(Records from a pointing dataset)

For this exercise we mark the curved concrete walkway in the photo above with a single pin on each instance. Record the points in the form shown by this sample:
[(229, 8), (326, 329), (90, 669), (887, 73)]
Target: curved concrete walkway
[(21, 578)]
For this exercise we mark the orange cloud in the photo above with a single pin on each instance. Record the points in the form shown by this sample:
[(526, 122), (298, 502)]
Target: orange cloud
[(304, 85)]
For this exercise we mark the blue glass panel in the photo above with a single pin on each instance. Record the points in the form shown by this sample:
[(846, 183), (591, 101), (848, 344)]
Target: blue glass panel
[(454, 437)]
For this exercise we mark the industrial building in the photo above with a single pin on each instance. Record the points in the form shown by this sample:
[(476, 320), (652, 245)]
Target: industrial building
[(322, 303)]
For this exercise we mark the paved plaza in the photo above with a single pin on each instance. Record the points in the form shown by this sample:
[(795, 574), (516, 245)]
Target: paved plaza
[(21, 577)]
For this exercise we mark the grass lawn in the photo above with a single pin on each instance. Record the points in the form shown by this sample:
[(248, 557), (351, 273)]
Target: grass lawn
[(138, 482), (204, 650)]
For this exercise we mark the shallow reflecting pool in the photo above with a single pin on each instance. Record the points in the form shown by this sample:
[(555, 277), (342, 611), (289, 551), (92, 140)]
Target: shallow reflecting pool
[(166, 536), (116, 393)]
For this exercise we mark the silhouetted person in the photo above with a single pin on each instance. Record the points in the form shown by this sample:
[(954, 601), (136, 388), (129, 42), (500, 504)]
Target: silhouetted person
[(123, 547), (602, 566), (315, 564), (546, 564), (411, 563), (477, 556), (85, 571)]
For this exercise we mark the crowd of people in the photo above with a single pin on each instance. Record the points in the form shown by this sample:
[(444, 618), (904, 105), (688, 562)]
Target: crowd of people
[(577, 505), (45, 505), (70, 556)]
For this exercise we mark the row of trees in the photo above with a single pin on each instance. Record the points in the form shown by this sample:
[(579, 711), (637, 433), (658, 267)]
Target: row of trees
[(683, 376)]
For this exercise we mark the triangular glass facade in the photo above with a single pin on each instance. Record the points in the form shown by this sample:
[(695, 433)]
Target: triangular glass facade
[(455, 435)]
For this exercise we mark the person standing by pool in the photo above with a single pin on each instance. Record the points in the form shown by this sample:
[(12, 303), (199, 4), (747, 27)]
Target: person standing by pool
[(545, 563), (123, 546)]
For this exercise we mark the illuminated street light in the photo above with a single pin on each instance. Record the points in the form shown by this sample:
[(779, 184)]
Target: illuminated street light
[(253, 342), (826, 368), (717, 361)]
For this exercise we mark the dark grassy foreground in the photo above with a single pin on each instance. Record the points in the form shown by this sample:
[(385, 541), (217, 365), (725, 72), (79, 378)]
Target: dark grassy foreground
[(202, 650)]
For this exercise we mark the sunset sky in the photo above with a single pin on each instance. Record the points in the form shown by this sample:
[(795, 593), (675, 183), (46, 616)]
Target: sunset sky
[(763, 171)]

Given problem »
Reproduce all of the material above word for word, changing nothing.

Reply »
For this exercise we mark the curved concrete walkway in the photo above with a single pin on each instance. Record the points in the form shown by this sample:
[(229, 8), (326, 329), (90, 669), (887, 73)]
Target: curved concrete walkway
[(21, 578)]
For this exercise we mark the orange cloud in the photo above with a single pin on each instance. Record the points in the form shown by this sample:
[(526, 122), (298, 502)]
Target: orange cloud
[(304, 85)]
For this exercise we mark the blue glass panel in the photo above with a single pin on each instance. Record the points in the form shown by this sample:
[(846, 183), (591, 101), (848, 344)]
Target: blue glass panel
[(454, 437)]
For this exercise we mark the industrial building in the photo above with a single pin on each instance. Record the points in the form shown by this sample:
[(476, 320), (652, 245)]
Target: industrial building
[(322, 303)]
For this exercise we mark the paved plaza in the photo above with a single pin on each instance. Record the points in the form shown by this sample:
[(795, 574), (516, 245)]
Target: paved plaza
[(21, 577)]
For this exercise we mark the grass lawn in the photo above with a single pin on each instance. Record the points in the form shown by this sample:
[(248, 557), (351, 273)]
Target: grass lawn
[(138, 482), (204, 650)]
For this exercise we mark the shallow reflecting pool in the photo above with a single pin on each instance. Record the points in the form shown by this sample:
[(555, 277), (342, 611), (289, 551), (92, 140)]
Target: shallow reflecting pool
[(166, 536), (116, 393)]
For this exercise we mark the silhouetted person in the photo above with a single pin on each instance. Record the points in the form shown by this sample:
[(954, 601), (136, 388), (129, 42), (500, 504)]
Target: silhouetted person
[(123, 547), (602, 566), (315, 564), (546, 564), (411, 563), (477, 556), (85, 571)]
For this exercise we mark the crowd of people in the photo above with a single pin on each instance. Record the points in the form shown by this sample:
[(444, 618), (904, 105), (688, 562)]
Target: crowd of people
[(577, 505), (45, 505), (70, 556)]
For this exercise we mark the row of trees in the photo above with a single pin on each instance. Record the points in the form shown by this sample:
[(579, 711), (637, 433), (658, 267)]
Target: row of trees
[(683, 376)]
For this exercise we mark the triangular glass facade in the photo above with a single pin on each instance. Record the points in the form shown by this sample:
[(695, 433)]
Target: triangular glass facade
[(455, 435)]
For this exercise we mark the person standing by pool in the photo above with a single pin on each instance. Record the points in the form shown by this sample:
[(12, 303), (199, 4), (747, 27)]
Target: person standing by pool
[(545, 563), (123, 546)]
For this exercise we mark the illuminated street light in the photo above with a single pin on each instance. Record the points in the form shown by this sample:
[(779, 184)]
Target: illuminated street light
[(253, 342), (826, 368), (717, 361)]
For this exercise we mark the dark grassy foreground in the photo above with a single pin on each instance. Record the points in the form shown by this sample:
[(385, 541), (217, 365), (725, 72), (79, 378)]
Target: dark grassy foreground
[(202, 650)]
For this exercise we mark the sunset sky in the photo above with a single pin on each instance. Record the points in the form shown by this sample:
[(795, 593), (675, 183), (46, 616)]
Target: sunset sky
[(763, 171)]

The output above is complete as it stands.